** Start of Selection **
Nymph, In Thine Orisons Be All My Sins Remembered

I really fucking hate it when someone tries to bring me to Jesus just as I am gearing up for a set on the parallel footplate stack sled machine.

See, I had just one skinny hour in the middle of the afternoon today, on account a good regular client called and asked desperation if I had time for him in his hour of pain, so I whirled into the gym, knocked out my twenty minutes on the resistance bike, stretched, and hit the weight stations. Days like this you do not mess with things that need plates loaded. I was knocking out my second round, not as good as an angle press (see header) or a Smith squat say, but it will get you through, and this amiable white-polled geezer, not bad looking for seventy plus, tall, slightly stooped, mooched up on the other side of the footplate to ask about my stretch movements. Was it for the body problem I had? (Sadly, some days my old leg injury still means I carry a walking pole into the gym, inevitably when a low pressure system is bearing down; people must be fairly mindfucked to see me using a light cane and then jamming up a sled with ten wheels on it, but that’s their problem.) Yeah, I said, explaining about dance stretches and the proprietary workout I had lifted them from, while he nattered about his wife going to Curves (blergh) and then suddenly asked “Is the Bible ever a part of your thinking?”
** End of Selection **
**Set exercise a**
Pull out every row below that contains the string "frame", treating case as significant.
** Start of The input **
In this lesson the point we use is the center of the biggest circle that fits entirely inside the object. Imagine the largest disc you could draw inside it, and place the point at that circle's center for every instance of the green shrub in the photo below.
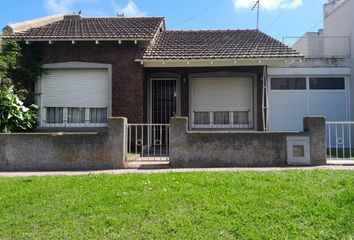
(14, 116)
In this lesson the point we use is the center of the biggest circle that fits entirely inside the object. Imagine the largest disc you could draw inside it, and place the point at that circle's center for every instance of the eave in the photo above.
(160, 63)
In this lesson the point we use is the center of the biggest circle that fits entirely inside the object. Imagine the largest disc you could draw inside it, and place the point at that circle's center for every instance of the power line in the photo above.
(257, 4)
(197, 14)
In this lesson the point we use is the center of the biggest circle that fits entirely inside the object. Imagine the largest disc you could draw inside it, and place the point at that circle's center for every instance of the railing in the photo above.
(339, 137)
(148, 142)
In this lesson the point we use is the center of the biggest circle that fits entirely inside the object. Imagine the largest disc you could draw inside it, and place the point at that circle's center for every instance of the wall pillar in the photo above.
(316, 126)
(116, 140)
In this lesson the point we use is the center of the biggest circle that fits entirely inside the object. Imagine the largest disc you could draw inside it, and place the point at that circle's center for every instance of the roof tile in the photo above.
(135, 27)
(216, 44)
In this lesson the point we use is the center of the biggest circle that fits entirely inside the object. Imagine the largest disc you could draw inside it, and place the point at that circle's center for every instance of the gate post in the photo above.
(116, 140)
(316, 126)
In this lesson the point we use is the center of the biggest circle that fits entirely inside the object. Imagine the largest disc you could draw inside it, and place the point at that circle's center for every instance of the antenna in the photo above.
(257, 4)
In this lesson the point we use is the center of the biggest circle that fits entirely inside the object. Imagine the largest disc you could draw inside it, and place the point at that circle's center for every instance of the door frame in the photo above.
(178, 97)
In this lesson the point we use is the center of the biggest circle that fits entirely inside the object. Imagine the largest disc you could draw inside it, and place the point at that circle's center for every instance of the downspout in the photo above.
(265, 99)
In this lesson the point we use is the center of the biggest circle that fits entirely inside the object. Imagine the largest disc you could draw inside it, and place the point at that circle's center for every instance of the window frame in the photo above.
(251, 126)
(71, 65)
(287, 77)
(326, 89)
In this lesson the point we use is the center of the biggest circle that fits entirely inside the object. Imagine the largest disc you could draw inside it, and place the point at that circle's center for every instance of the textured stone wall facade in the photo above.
(240, 149)
(65, 151)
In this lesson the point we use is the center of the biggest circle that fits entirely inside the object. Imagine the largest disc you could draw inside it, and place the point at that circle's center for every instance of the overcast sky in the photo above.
(278, 18)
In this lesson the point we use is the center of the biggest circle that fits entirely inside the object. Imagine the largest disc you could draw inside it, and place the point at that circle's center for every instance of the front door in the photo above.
(163, 104)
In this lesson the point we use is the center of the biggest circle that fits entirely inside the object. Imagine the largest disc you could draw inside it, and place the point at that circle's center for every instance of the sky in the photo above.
(278, 18)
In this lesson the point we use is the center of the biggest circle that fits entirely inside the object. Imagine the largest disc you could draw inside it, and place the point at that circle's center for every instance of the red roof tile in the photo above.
(219, 44)
(88, 28)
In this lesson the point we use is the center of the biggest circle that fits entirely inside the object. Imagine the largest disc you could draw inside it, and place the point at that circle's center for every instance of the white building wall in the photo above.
(338, 21)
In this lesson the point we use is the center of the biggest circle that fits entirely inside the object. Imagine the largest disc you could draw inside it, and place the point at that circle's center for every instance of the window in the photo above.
(241, 117)
(323, 83)
(98, 115)
(201, 118)
(288, 83)
(221, 118)
(54, 115)
(76, 115)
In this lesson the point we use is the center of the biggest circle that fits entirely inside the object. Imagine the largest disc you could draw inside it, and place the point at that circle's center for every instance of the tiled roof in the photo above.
(90, 28)
(218, 44)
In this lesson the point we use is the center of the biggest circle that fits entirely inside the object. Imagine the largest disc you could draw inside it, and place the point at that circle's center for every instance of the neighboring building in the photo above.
(328, 53)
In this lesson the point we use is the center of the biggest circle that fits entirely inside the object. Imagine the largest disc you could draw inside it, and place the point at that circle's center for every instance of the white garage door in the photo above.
(74, 97)
(222, 102)
(291, 99)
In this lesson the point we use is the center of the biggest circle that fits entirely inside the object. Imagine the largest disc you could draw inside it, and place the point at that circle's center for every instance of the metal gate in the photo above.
(339, 138)
(148, 142)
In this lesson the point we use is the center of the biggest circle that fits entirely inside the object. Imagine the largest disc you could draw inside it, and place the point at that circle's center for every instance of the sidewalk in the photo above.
(137, 171)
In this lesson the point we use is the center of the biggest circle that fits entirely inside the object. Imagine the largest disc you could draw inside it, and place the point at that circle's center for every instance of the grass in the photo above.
(249, 205)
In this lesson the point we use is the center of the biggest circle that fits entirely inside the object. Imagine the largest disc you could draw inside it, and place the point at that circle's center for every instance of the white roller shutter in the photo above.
(222, 94)
(75, 88)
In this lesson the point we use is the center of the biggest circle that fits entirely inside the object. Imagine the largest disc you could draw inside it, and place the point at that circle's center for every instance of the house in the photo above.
(232, 83)
(136, 68)
(328, 61)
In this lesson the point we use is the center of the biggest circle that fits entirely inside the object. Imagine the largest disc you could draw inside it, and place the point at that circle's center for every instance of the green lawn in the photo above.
(249, 205)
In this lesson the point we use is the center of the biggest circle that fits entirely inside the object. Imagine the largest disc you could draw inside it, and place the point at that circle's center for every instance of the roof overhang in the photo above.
(219, 62)
(73, 40)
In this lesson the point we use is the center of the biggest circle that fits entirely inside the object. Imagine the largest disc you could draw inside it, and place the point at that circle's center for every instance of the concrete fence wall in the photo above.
(106, 149)
(240, 149)
(64, 151)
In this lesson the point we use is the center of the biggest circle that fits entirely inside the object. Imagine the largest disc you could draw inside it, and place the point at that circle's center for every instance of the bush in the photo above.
(18, 72)
(14, 116)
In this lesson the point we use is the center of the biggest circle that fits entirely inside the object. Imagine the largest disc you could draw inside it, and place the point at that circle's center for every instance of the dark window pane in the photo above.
(98, 115)
(241, 117)
(327, 83)
(54, 115)
(221, 118)
(201, 118)
(288, 83)
(76, 115)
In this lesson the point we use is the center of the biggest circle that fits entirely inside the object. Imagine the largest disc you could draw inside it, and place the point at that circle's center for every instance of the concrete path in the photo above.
(137, 171)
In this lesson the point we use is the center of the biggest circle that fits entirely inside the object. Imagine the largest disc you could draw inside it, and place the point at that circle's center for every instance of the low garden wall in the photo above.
(64, 151)
(240, 149)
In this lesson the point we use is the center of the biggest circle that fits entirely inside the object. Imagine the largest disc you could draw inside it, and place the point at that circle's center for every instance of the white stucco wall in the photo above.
(339, 22)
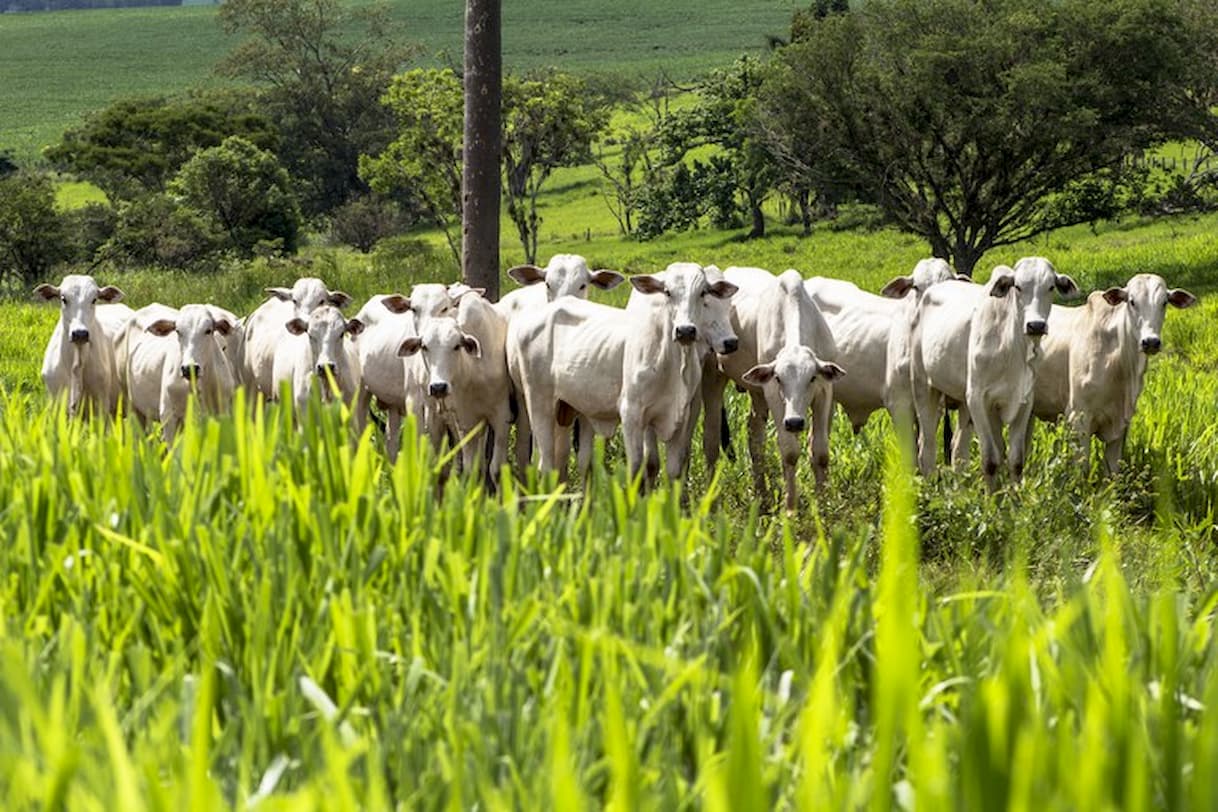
** End of The input **
**Set exercise b**
Rewrite the gym post starting at "Nymph, In Thine" and ending at "stack sled machine.", swapping "Jesus" for "Buddha".

**Response a**
In this lesson the point we use is the center of the biggest circle that fits entirely inside the object. Imagine the largest disc you could draw inside it, and place the point at that circle's center for every instance of the door frame in the photo above.
In this lesson the point we use is the center of the biggest circle that fits entirely inside the object. Imagine the largest disc you could draw inside it, and place the point at that circle's center for every instance of the window frame in the photo above.

**Response b**
Nymph, In Thine Orisons Be All My Sins Remembered

I really fucking hate it when someone tries to bring me to Buddha just as I am gearing up for a set on the parallel footplate stack sled machine.